* start *

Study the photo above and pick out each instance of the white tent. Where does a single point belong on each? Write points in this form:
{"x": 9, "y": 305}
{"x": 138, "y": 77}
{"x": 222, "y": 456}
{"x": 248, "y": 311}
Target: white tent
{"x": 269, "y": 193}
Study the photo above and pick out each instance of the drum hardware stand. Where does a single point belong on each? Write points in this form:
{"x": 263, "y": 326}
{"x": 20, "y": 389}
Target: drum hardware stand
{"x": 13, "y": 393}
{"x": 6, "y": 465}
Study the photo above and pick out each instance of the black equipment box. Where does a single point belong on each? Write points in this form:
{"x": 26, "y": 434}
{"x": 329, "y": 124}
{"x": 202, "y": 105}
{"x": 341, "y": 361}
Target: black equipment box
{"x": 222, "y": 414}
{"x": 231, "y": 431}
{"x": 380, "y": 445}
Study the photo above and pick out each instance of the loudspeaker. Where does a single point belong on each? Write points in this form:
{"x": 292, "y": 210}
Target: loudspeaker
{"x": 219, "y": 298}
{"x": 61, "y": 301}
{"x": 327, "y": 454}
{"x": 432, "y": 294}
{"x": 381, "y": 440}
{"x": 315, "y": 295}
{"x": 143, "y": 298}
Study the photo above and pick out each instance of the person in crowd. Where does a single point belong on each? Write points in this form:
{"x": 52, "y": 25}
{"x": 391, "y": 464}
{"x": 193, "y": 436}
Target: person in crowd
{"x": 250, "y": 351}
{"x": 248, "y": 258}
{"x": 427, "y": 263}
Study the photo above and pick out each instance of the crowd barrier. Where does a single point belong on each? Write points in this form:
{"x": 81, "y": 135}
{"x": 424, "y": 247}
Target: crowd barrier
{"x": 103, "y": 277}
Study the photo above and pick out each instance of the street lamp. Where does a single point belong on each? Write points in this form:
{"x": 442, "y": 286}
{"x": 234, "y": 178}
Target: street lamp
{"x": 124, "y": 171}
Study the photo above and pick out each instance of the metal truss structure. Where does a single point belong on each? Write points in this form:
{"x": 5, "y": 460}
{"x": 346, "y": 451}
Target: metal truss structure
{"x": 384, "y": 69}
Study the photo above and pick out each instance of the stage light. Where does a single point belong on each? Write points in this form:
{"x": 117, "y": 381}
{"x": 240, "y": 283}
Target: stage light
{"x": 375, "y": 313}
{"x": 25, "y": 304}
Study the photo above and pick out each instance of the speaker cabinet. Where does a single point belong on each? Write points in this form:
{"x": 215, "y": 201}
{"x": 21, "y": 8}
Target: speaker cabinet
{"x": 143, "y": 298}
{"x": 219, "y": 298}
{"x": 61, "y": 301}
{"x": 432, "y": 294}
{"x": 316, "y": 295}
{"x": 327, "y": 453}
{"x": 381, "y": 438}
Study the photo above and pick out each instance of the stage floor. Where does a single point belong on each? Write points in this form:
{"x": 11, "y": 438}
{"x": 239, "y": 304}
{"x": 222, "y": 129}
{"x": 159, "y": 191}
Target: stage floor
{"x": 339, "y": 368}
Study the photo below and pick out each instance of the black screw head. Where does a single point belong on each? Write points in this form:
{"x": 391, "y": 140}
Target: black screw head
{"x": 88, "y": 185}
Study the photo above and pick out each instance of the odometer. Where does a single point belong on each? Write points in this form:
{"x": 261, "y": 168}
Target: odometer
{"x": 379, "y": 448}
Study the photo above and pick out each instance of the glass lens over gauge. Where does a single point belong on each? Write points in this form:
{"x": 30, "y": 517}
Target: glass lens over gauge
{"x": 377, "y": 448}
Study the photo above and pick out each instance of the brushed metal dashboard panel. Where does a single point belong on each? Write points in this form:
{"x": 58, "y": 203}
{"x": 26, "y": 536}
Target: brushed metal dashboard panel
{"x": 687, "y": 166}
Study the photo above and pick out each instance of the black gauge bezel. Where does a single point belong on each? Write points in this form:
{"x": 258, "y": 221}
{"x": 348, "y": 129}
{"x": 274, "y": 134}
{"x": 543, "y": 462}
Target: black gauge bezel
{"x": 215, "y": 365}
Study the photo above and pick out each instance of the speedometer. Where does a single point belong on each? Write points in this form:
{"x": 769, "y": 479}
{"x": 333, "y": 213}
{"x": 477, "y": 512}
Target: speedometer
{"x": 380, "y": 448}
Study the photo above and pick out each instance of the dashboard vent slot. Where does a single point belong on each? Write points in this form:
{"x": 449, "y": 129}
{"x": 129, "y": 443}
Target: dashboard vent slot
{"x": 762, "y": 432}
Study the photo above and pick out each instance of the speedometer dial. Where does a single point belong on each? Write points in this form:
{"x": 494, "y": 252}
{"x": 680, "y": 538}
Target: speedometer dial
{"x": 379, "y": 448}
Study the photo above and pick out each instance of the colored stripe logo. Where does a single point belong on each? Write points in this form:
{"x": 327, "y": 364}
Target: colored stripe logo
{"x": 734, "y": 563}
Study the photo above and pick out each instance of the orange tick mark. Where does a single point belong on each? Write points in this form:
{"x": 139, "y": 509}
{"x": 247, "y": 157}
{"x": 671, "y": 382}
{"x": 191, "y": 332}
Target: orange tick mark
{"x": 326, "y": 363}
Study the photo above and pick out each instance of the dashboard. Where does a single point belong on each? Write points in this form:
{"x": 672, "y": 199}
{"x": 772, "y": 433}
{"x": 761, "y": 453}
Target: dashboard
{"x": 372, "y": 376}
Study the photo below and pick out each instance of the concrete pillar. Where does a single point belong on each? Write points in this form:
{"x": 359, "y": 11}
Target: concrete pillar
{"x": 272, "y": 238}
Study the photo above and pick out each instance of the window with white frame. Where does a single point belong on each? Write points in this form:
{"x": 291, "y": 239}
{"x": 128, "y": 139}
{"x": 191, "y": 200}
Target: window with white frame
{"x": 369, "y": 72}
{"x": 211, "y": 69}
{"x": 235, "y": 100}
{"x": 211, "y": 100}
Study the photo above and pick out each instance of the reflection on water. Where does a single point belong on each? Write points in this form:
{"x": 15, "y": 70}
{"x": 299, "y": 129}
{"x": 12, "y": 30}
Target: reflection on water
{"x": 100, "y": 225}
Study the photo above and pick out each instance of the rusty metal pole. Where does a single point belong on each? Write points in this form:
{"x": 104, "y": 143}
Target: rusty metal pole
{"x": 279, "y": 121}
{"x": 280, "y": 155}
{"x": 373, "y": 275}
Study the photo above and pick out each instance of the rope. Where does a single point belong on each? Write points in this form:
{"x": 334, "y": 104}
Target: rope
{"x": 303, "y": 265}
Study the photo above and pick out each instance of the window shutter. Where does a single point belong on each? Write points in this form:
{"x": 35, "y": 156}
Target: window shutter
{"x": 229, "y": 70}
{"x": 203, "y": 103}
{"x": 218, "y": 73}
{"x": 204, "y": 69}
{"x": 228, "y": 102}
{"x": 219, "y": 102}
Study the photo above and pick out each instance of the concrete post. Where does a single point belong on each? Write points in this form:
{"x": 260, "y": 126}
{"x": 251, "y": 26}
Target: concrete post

* end *

Work to complete »
Write the data out again in full and exactly.

Task answer »
Study the photo above and pick out each instance of the white tent. Where does a single point belong on each? Write points in this form:
{"x": 9, "y": 305}
{"x": 138, "y": 77}
{"x": 222, "y": 456}
{"x": 248, "y": 311}
Target: white tent
{"x": 269, "y": 193}
Study the photo above and pick out each instance of the drum hardware stand. Where does a single point belong on each? Write points in this form:
{"x": 263, "y": 326}
{"x": 20, "y": 389}
Target: drum hardware stand
{"x": 13, "y": 393}
{"x": 6, "y": 465}
Study the photo above and pick out each instance of the black equipment box. Where does a single point belong on each? Write points in this form:
{"x": 26, "y": 434}
{"x": 329, "y": 124}
{"x": 202, "y": 105}
{"x": 341, "y": 361}
Target: black equipment box
{"x": 222, "y": 414}
{"x": 231, "y": 431}
{"x": 380, "y": 445}
Study the photo above and pick out each instance of the loudspeaker. Where does a single point belong on each? Write points in this form:
{"x": 292, "y": 210}
Target: loudspeaker
{"x": 219, "y": 298}
{"x": 61, "y": 301}
{"x": 327, "y": 454}
{"x": 432, "y": 294}
{"x": 381, "y": 440}
{"x": 315, "y": 295}
{"x": 143, "y": 298}
Study the photo above and pick out each instance of the person in crowd. Where does a single point belong on each? Write points in this form:
{"x": 52, "y": 25}
{"x": 391, "y": 464}
{"x": 193, "y": 436}
Target: person in crowd
{"x": 250, "y": 351}
{"x": 248, "y": 258}
{"x": 427, "y": 263}
Study the photo above and pick out each instance of the crowd barrier. Where does a single point belong on each? Write points in this form:
{"x": 81, "y": 135}
{"x": 424, "y": 247}
Target: crowd barrier
{"x": 103, "y": 277}
Study the photo above and pick out each instance of the street lamp. Where does a single point belong on each? Write points in this form:
{"x": 442, "y": 286}
{"x": 234, "y": 178}
Target: street lamp
{"x": 124, "y": 171}
Study the photo above and pick out each instance of the metal truss structure. Where does a single point belong on each? Write points in this form:
{"x": 5, "y": 460}
{"x": 346, "y": 451}
Target: metal truss structure
{"x": 384, "y": 69}
Study the photo above and pick out each instance of the stage light. Where does a single point belong on each? Write points in this form:
{"x": 117, "y": 381}
{"x": 240, "y": 283}
Target: stage light
{"x": 375, "y": 313}
{"x": 25, "y": 304}
Study the photo above and pick out each instance of the speaker cabinet. Where does a single point belong on each? Write points in this form:
{"x": 215, "y": 201}
{"x": 21, "y": 8}
Target: speaker cabinet
{"x": 143, "y": 298}
{"x": 219, "y": 298}
{"x": 61, "y": 301}
{"x": 432, "y": 294}
{"x": 316, "y": 295}
{"x": 327, "y": 453}
{"x": 381, "y": 438}
Study the photo above and pick out each instance of the stage floor. Where does a single point belong on each? Write points in this form:
{"x": 11, "y": 438}
{"x": 239, "y": 304}
{"x": 222, "y": 129}
{"x": 159, "y": 191}
Target: stage floor
{"x": 339, "y": 368}
Study the photo below and pick out each instance of the black screw head. Where does a single point belong on each? Write points in this form:
{"x": 391, "y": 140}
Target: black screw head
{"x": 88, "y": 185}
Study the photo above and pick out each instance of the odometer. Where does a single point belong on each? Write points in this form:
{"x": 261, "y": 168}
Target: odometer
{"x": 379, "y": 448}
Study the photo above and pick out each instance of the glass lens over gauge. Where does a single point belong on each? Write points in this form:
{"x": 30, "y": 517}
Target: glass lens over gauge
{"x": 377, "y": 448}
Study the photo above and pick out each instance of the brushed metal dashboard panel. Where does a single point belong on each? Write points in this form:
{"x": 58, "y": 203}
{"x": 26, "y": 536}
Target: brushed metal dashboard panel
{"x": 687, "y": 166}
Study the photo above and pick out each instance of the black gauge bezel. Where does a single point belong on each? Write points in this form:
{"x": 258, "y": 221}
{"x": 348, "y": 129}
{"x": 274, "y": 134}
{"x": 543, "y": 462}
Target: black gauge bezel
{"x": 215, "y": 365}
Study the photo above and pick out each instance of the speedometer. Where does a single point belong on each? Write points in this form:
{"x": 769, "y": 479}
{"x": 333, "y": 213}
{"x": 477, "y": 512}
Target: speedometer
{"x": 380, "y": 448}
Study the photo above and pick out each instance of the dashboard vent slot. Where does a single point belong on each? Write points in this form:
{"x": 449, "y": 129}
{"x": 129, "y": 443}
Target: dashboard vent slot
{"x": 762, "y": 432}
Study the photo above and pick out each instance of the speedometer dial. Where does a single point belong on each? Write points in this form:
{"x": 494, "y": 252}
{"x": 680, "y": 538}
Target: speedometer dial
{"x": 379, "y": 448}
Study the photo above and pick out each instance of the colored stripe logo. Where does a single point belong on each? Write points in this form:
{"x": 327, "y": 364}
Target: colored stripe logo
{"x": 734, "y": 563}
Study the photo above and pick out each instance of the orange tick mark. Where does a single point belong on each? Write points in this form:
{"x": 139, "y": 509}
{"x": 247, "y": 157}
{"x": 671, "y": 382}
{"x": 191, "y": 332}
Target: orange tick mark
{"x": 326, "y": 363}
Study the photo above and pick out each instance of the dashboard. Where does a single point belong on each? Write points in this form:
{"x": 672, "y": 199}
{"x": 772, "y": 433}
{"x": 761, "y": 453}
Target: dashboard
{"x": 372, "y": 376}
Study the photo below and pick out each instance of the concrete pillar. Where does a single point belong on each? Write points in this form:
{"x": 359, "y": 11}
Target: concrete pillar
{"x": 272, "y": 238}
Study the photo above and pick out each instance of the window with white frame. Where does a single point belong on each? Write points in this form:
{"x": 291, "y": 239}
{"x": 128, "y": 139}
{"x": 191, "y": 200}
Target: window with white frame
{"x": 369, "y": 72}
{"x": 211, "y": 69}
{"x": 235, "y": 100}
{"x": 211, "y": 100}
Study the photo above and pick out each instance of the reflection on water. Where does a single point belong on each? Write points in this form:
{"x": 15, "y": 70}
{"x": 299, "y": 129}
{"x": 12, "y": 30}
Target: reflection on water
{"x": 100, "y": 225}
Study the photo above and pick out each instance of the rusty metal pole. Where does a single point belong on each? Write points in this form:
{"x": 104, "y": 143}
Target: rusty metal pole
{"x": 279, "y": 121}
{"x": 280, "y": 155}
{"x": 373, "y": 275}
Study the photo above and pick out each instance of the rope. Where does a single point belong on each? Write points in this form:
{"x": 334, "y": 104}
Target: rope
{"x": 303, "y": 265}
Study the photo above and pick out each instance of the window shutter. Where does a single point belong on each? Write points in this form:
{"x": 35, "y": 156}
Target: window shutter
{"x": 229, "y": 70}
{"x": 203, "y": 103}
{"x": 218, "y": 73}
{"x": 204, "y": 69}
{"x": 228, "y": 102}
{"x": 219, "y": 102}
Study the photo above and pick out each instance of the concrete post. Where does a single point belong on each? Write points in this form:
{"x": 260, "y": 126}
{"x": 251, "y": 26}
Target: concrete post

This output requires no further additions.